WORK INSTRUCTION = Repeat word for word every line of the data below, from the first through the line containing "task | point to each instance of the railing", and stop there.

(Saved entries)
Content starts
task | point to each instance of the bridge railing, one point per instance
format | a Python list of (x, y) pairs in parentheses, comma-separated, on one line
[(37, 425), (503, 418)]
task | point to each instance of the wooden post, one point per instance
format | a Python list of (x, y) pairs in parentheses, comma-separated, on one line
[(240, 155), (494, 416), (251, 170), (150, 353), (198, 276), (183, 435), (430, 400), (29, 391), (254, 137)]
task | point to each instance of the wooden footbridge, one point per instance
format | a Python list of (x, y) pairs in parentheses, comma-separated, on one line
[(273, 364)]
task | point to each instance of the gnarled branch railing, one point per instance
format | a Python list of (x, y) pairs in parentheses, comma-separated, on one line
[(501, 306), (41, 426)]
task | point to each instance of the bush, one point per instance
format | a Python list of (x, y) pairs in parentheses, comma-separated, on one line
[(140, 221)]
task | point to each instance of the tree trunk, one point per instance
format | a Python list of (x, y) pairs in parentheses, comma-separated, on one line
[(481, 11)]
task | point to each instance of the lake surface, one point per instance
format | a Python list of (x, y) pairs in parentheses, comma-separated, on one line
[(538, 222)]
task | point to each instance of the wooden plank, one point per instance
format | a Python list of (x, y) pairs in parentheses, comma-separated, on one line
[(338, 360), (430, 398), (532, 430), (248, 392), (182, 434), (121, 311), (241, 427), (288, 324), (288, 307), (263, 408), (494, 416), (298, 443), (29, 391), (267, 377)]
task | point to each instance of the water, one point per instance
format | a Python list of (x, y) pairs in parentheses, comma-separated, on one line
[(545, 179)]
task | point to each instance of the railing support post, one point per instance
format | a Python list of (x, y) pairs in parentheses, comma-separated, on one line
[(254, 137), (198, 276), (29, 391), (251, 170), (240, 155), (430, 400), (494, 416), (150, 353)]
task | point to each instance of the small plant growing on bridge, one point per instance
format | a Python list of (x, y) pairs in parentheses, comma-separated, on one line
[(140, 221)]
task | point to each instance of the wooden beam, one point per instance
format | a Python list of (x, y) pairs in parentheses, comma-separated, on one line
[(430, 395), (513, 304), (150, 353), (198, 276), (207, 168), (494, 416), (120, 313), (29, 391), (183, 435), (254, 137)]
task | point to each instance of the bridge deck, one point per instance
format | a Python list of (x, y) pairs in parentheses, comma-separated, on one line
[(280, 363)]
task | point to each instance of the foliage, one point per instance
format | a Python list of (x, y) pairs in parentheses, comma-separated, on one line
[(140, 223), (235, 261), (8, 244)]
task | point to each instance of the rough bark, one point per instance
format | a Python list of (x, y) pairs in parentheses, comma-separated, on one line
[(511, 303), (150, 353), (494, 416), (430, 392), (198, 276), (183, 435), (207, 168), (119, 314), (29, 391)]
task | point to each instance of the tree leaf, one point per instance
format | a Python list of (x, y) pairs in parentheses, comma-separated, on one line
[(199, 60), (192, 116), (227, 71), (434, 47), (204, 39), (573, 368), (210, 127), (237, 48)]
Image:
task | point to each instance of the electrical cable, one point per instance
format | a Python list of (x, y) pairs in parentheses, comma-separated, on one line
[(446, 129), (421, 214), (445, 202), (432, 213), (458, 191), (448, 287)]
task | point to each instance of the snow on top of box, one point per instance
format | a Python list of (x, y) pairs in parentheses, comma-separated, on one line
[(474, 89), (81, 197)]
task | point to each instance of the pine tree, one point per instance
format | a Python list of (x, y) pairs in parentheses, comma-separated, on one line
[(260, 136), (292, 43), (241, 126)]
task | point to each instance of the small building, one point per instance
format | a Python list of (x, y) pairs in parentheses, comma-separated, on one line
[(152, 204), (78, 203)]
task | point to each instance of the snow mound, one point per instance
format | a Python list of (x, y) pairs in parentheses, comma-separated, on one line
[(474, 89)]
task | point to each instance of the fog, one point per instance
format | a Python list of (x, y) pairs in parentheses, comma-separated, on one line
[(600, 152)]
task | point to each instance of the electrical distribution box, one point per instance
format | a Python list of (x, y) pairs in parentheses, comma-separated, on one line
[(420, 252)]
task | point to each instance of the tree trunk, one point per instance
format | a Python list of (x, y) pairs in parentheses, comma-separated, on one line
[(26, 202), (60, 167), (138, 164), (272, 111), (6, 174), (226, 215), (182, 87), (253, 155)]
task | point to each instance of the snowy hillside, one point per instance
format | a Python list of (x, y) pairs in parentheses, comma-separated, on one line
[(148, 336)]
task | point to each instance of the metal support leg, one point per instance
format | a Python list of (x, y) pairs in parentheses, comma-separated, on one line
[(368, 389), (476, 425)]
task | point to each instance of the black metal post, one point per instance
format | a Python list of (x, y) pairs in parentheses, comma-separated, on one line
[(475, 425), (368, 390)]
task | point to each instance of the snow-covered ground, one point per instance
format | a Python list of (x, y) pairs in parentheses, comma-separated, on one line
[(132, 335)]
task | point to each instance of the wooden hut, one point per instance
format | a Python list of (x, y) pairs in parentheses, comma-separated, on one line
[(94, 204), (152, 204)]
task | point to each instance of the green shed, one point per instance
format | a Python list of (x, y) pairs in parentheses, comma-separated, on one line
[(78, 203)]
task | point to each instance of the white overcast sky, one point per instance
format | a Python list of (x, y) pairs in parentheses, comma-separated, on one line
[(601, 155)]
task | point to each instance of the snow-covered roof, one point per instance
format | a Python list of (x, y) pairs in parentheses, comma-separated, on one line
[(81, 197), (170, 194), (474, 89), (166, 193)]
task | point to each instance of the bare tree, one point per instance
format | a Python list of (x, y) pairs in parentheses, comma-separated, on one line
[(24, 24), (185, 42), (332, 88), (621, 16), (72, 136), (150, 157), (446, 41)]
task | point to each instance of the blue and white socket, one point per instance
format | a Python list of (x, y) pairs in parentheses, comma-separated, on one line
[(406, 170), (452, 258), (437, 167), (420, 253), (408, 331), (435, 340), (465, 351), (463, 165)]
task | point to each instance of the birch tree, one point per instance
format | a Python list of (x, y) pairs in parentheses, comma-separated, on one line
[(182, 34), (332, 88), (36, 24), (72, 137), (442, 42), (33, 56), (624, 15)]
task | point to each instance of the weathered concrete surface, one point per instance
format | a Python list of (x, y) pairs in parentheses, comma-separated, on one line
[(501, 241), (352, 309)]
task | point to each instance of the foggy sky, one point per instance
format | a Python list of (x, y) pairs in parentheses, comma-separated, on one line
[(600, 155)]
Content ends
SOLUTION =
task | point to each instance of the bridge railing, one point per instance
format | a Python list of (x, y) pairs in parentheses, comma-separated, on one line
[(37, 425), (503, 418)]
task | point to each instance of the wooden post, one point per instance
format | a Python list of (x, y) pairs in parentheses, comma-separated, on one line
[(240, 155), (494, 416), (251, 170), (150, 353), (198, 276), (183, 435), (430, 400), (29, 391), (254, 137)]
task | point to each instance of the wooden footbridge, one point per instance
format | a Python list of (x, y) pairs in parentheses, comma-separated, on one line
[(273, 364)]
task | point to each instance of the gnarled branch railing, one point per instance
format | a Python list of (x, y) pairs in parentheses, comma-separated, on one line
[(501, 306), (41, 426)]
task | point to each instance of the bush, one point per instance
format | a Python list of (x, y) pairs in parentheses, comma-separated, on one line
[(140, 221)]
task | point to each instance of the tree trunk, one point per instance
format | a Python list of (x, y) pairs in parentheses, comma-separated, on one line
[(481, 11)]
task | point to each instance of the lake surface, one point per instance
format | a Python list of (x, y) pairs in parentheses, comma-separated, on one line
[(538, 222)]
task | point to each instance of the wooden plank, one point per instance
format | a Python list of (x, y) pairs in parentheses, comma-separated, on one line
[(338, 360), (430, 398), (532, 430), (248, 392), (182, 434), (121, 311), (241, 427), (288, 324), (288, 307), (263, 408), (494, 416), (298, 443), (29, 391), (267, 377)]
task | point to each instance of the water, one point per instance
format | a Python list of (x, y) pairs in parentheses, comma-separated, on one line
[(545, 179)]
task | point to each instance of the railing support post, one point per instance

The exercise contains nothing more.